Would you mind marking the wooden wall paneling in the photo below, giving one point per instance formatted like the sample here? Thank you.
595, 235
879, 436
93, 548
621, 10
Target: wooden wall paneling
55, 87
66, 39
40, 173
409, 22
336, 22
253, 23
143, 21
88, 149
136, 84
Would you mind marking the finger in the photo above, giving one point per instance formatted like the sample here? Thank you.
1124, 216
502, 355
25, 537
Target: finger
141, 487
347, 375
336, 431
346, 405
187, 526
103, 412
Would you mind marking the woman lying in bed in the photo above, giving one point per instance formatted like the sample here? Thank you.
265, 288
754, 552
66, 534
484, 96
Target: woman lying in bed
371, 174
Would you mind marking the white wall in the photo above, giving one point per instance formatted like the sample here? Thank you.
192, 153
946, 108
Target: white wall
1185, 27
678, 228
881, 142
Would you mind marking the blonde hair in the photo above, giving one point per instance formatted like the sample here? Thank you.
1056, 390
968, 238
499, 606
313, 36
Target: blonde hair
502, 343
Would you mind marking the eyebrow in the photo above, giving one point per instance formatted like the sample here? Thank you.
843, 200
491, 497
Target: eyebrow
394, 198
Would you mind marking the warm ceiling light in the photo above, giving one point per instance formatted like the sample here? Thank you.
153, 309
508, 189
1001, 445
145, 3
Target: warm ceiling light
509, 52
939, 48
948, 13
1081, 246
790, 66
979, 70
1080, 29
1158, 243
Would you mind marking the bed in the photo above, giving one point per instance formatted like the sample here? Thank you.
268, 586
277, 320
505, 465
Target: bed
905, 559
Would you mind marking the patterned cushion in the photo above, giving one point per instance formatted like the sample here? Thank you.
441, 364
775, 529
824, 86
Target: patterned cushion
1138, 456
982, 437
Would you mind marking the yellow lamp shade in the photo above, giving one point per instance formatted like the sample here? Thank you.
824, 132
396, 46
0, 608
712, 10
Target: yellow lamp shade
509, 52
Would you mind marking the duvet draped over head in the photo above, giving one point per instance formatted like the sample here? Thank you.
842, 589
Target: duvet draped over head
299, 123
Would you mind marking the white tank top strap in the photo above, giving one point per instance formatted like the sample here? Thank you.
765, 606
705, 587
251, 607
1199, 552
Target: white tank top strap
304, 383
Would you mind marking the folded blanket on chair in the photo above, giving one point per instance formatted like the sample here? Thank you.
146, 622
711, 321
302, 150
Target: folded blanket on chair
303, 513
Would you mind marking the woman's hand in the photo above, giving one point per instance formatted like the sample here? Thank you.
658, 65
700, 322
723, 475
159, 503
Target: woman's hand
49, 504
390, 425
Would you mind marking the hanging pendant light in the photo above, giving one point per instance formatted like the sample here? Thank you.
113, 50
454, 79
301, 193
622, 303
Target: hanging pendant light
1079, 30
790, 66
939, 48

■ Written problem
Render every line of the items above as a Markdown table with two columns, Row for the row number and Line for the text of the line. Omit blank lines.

■ Output of the exercise
| Row | Line |
|---|---|
| 1 | Would you mind marking the wooden wall paneling in the photo below, giving one point per instance formatted like the sample here? Thank you. |
| 2 | 595, 235 |
| 3 | 879, 436 |
| 4 | 93, 548 |
| 5 | 621, 10 |
| 6 | Target: wooden wall paneling |
| 7 | 55, 87 |
| 8 | 66, 39 |
| 9 | 40, 173 |
| 10 | 409, 22 |
| 11 | 336, 22 |
| 12 | 253, 23 |
| 13 | 143, 21 |
| 14 | 88, 149 |
| 15 | 136, 84 |
| 16 | Would you mind marking the finger in the photo above, giving one point per instance formatted like the sample here? Thank you. |
| 17 | 1124, 216 |
| 18 | 502, 355 |
| 19 | 25, 537 |
| 20 | Target: finger |
| 21 | 141, 487 |
| 22 | 347, 375 |
| 23 | 336, 431 |
| 24 | 346, 405 |
| 25 | 187, 526 |
| 26 | 103, 412 |
| 27 | Would you mind marking the woman lying in bed in the photo above, giving one point per instance formatted like the sample here? Thank you. |
| 28 | 265, 288 |
| 29 | 754, 552 |
| 30 | 66, 534 |
| 31 | 484, 96 |
| 32 | Target: woman lying in bed |
| 33 | 371, 174 |
| 34 | Would you mind marking the white wall in the photo above, giving one point per instance formatted like the sample here? Thank you. |
| 35 | 192, 153 |
| 36 | 946, 108 |
| 37 | Target: white wall |
| 38 | 1185, 27 |
| 39 | 678, 228 |
| 40 | 881, 142 |
| 41 | Would you mind marking the blonde hair in the photo above, giving one point per instance formatted like the sample here? Thank you. |
| 42 | 1056, 390 |
| 43 | 968, 238 |
| 44 | 499, 606 |
| 45 | 313, 36 |
| 46 | Target: blonde hair |
| 47 | 502, 343 |
| 48 | Would you mind marking the eyebrow in the photo above, giving one point per instance formatted like the sample here? Thank you. |
| 49 | 843, 200 |
| 50 | 491, 497 |
| 51 | Target: eyebrow |
| 52 | 394, 198 |
| 53 | Would you mind marking the warm ceiling light in the photo above, giving one point per instance formatted like the sample here? Thank you. |
| 54 | 153, 309 |
| 55 | 508, 189 |
| 56 | 1001, 445 |
| 57 | 145, 3 |
| 58 | Target: warm ceiling light |
| 59 | 509, 52 |
| 60 | 939, 48 |
| 61 | 948, 13 |
| 62 | 1081, 246 |
| 63 | 790, 66 |
| 64 | 979, 70 |
| 65 | 1080, 29 |
| 66 | 1158, 243 |
| 67 | Would you mind marking the bed in the photo above, giving one point per instance formatted like the sample here? Thank you. |
| 68 | 268, 586 |
| 69 | 277, 320 |
| 70 | 505, 465 |
| 71 | Target: bed |
| 72 | 905, 559 |
| 73 | Would you mind marking the patterned cushion in the photo above, giving one point per instance formatted like the sample here? Thank you. |
| 74 | 441, 364 |
| 75 | 775, 529 |
| 76 | 824, 86 |
| 77 | Target: patterned cushion |
| 78 | 1138, 456 |
| 79 | 982, 437 |
| 80 | Would you mind marking the yellow lamp shade in the photo above, giving one point per instance formatted like the sample here? Thank you. |
| 81 | 824, 132 |
| 82 | 396, 46 |
| 83 | 0, 608 |
| 84 | 712, 10 |
| 85 | Target: yellow lamp shade |
| 86 | 509, 52 |
| 87 | Would you mind marking the duvet draped over head in the photo above, giving one point per instance formatted like the sample here? Thank you. |
| 88 | 842, 589 |
| 89 | Target: duvet draped over head |
| 90 | 299, 123 |
| 91 | Would you mind marking the white tank top strap in the photo above, giving one point per instance formatted like the sample here? Thank you. |
| 92 | 765, 606 |
| 93 | 705, 587 |
| 94 | 251, 607 |
| 95 | 1199, 552 |
| 96 | Target: white tank top strap |
| 97 | 304, 383 |
| 98 | Would you mind marking the folded blanket on chair in the photo above, giving one point per instance formatted like the sample here? Thank you. |
| 99 | 146, 622 |
| 100 | 711, 321 |
| 101 | 302, 150 |
| 102 | Target: folded blanket on chair |
| 103 | 303, 513 |
| 104 | Would you mind marking the woman's hand in the photo above, giving one point per instance formatted like the sample here? Thank you. |
| 105 | 658, 65 |
| 106 | 700, 322 |
| 107 | 723, 475 |
| 108 | 159, 503 |
| 109 | Target: woman's hand |
| 110 | 49, 504 |
| 111 | 390, 425 |
| 112 | Would you mind marking the hanging pendant light in the photo above, giving one point per instance formatted like the sample here? Thank you. |
| 113 | 113, 50 |
| 114 | 454, 79 |
| 115 | 301, 193 |
| 116 | 622, 303 |
| 117 | Target: hanging pendant light |
| 118 | 1079, 30 |
| 119 | 790, 66 |
| 120 | 939, 48 |